━━━━━ Task inputs

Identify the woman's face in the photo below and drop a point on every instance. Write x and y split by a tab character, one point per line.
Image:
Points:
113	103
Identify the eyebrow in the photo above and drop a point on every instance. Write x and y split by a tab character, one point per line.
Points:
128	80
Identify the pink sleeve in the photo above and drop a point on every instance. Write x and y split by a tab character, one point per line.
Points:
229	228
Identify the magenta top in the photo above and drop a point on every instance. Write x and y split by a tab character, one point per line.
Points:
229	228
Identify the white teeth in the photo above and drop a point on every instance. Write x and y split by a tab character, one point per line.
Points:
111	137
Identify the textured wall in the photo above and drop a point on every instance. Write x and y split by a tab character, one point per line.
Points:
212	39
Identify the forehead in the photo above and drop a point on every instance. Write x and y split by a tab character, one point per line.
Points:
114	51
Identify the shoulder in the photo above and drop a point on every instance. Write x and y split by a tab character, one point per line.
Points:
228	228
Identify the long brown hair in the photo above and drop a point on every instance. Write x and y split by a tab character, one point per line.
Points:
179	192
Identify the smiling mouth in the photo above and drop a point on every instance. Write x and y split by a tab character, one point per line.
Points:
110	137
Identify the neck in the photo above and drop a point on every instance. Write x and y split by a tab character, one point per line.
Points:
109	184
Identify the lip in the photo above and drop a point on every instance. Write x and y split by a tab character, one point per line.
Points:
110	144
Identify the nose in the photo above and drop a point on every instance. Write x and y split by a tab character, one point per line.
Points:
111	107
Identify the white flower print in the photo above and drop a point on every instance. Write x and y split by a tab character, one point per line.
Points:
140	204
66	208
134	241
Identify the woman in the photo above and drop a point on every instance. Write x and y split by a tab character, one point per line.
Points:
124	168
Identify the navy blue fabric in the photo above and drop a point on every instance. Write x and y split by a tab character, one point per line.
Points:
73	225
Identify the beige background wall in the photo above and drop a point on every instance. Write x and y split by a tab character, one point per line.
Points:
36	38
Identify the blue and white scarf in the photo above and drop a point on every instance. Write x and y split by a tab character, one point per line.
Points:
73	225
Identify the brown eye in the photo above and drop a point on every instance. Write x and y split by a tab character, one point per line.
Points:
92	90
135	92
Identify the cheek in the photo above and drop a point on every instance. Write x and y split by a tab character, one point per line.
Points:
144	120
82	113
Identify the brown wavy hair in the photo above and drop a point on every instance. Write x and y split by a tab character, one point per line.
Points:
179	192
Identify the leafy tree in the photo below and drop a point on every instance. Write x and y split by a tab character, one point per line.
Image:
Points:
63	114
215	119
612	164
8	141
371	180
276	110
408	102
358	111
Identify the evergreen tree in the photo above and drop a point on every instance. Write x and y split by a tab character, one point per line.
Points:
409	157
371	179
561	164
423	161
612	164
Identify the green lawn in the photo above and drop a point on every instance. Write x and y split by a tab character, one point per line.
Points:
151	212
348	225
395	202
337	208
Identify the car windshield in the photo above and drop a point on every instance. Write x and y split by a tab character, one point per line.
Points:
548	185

━━━━━━━━━━
━━━━━ Task inputs

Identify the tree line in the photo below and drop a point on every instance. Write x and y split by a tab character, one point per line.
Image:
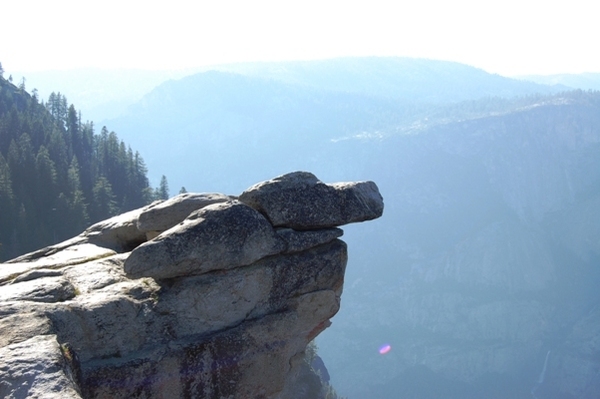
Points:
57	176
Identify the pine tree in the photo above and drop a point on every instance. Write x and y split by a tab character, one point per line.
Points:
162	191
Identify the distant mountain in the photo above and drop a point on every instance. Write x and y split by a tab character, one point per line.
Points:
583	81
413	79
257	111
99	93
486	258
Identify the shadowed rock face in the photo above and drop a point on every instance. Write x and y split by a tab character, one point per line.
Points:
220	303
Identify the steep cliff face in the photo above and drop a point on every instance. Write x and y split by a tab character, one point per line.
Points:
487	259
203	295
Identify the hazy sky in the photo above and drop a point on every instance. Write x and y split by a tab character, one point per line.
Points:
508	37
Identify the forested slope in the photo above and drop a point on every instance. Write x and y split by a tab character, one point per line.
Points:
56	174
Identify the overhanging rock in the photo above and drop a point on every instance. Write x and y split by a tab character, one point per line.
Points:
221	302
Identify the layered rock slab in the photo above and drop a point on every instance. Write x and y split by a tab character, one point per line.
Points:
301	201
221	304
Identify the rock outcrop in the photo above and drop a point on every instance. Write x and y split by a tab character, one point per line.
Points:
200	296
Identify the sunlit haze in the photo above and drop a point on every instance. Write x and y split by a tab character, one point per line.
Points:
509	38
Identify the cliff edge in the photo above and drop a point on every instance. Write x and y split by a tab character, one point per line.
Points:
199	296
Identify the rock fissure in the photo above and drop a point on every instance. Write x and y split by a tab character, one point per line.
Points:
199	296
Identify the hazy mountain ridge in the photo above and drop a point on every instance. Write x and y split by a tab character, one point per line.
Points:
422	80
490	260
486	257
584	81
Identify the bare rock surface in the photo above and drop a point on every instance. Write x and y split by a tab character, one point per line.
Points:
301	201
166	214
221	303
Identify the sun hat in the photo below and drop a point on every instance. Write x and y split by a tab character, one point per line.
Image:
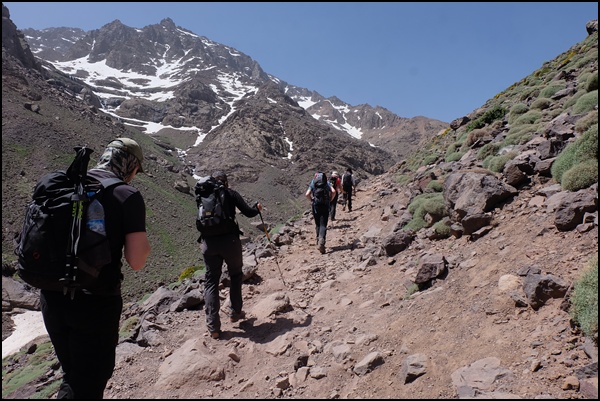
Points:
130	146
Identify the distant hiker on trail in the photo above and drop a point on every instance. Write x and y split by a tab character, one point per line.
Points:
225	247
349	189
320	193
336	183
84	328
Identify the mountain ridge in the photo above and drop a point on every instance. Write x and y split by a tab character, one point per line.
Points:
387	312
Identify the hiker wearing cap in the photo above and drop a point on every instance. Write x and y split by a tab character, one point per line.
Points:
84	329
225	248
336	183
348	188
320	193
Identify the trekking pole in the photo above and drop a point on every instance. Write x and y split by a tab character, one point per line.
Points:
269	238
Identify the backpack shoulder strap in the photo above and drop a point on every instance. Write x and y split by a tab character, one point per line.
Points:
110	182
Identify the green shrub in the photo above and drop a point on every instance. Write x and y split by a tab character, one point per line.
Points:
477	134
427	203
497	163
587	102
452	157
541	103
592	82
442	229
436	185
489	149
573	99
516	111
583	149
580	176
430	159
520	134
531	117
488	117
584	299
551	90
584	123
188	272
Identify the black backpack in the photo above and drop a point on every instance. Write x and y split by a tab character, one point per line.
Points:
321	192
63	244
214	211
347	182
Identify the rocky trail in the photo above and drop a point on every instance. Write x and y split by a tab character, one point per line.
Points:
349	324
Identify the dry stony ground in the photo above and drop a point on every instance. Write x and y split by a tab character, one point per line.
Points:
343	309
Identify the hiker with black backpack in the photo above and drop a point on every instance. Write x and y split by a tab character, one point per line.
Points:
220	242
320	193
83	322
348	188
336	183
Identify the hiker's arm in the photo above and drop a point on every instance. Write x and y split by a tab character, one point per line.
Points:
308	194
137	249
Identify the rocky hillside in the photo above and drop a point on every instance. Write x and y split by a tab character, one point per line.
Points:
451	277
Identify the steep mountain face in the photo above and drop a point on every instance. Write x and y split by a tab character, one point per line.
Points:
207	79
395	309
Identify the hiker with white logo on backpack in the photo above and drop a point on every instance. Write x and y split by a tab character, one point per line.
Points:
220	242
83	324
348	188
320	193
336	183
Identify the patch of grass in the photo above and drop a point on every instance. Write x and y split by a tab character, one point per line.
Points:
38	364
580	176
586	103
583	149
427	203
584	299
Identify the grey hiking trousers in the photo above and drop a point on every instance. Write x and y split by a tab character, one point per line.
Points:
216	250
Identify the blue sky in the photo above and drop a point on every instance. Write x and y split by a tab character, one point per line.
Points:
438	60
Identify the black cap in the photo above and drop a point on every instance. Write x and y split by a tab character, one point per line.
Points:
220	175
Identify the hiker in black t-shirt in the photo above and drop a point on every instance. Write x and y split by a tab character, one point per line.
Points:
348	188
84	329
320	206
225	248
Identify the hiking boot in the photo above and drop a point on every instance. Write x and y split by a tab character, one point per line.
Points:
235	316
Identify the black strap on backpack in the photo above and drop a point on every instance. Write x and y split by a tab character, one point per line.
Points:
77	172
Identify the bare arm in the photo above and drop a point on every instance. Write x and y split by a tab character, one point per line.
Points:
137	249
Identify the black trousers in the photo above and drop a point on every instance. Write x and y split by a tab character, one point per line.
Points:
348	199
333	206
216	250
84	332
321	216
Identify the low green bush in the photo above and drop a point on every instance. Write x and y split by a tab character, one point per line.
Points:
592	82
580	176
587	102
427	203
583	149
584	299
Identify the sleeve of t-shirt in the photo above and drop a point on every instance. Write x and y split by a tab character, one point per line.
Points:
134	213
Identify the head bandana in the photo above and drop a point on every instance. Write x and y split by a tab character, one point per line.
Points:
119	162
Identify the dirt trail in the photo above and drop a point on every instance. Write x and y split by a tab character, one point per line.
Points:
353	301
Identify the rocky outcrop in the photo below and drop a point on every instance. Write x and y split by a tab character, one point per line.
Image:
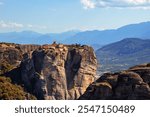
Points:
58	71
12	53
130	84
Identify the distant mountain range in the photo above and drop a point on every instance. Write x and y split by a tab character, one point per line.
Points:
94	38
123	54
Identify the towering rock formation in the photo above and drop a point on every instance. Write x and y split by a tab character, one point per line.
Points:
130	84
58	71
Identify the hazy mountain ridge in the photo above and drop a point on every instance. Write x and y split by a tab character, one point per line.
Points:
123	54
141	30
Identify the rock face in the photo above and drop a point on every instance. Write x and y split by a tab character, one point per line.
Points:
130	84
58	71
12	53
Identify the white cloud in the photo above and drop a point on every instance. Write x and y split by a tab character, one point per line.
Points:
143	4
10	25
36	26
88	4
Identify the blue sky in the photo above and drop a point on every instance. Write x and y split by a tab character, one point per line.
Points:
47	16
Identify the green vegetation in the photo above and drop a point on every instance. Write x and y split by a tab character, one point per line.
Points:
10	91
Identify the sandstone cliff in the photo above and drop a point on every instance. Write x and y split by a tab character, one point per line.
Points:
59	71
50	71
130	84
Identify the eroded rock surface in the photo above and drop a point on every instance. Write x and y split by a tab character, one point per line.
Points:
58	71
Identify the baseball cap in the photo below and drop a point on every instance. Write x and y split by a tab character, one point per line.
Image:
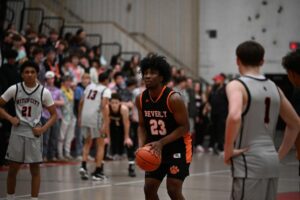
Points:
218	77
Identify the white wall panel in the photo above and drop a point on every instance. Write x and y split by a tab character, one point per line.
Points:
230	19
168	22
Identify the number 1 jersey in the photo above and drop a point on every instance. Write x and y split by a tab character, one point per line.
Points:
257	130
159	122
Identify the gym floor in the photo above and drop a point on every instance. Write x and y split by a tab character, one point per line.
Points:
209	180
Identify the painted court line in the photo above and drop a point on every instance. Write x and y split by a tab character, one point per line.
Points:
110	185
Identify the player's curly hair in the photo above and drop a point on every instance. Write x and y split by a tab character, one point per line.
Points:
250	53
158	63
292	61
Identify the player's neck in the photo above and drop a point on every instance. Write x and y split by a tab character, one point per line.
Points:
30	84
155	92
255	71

━━━━━━━━━━

Problem to work on: Copy the lines that hold the word "steep". Take them from the records above.

Response area:
Identify the steep cliff face in the photo above and drop a point on every instance. Write x and y split by a tab character, one point per line.
Identify the steep mountain face in the photo above and drop a point on every instance. Write x and y split by a tab character, one point per line.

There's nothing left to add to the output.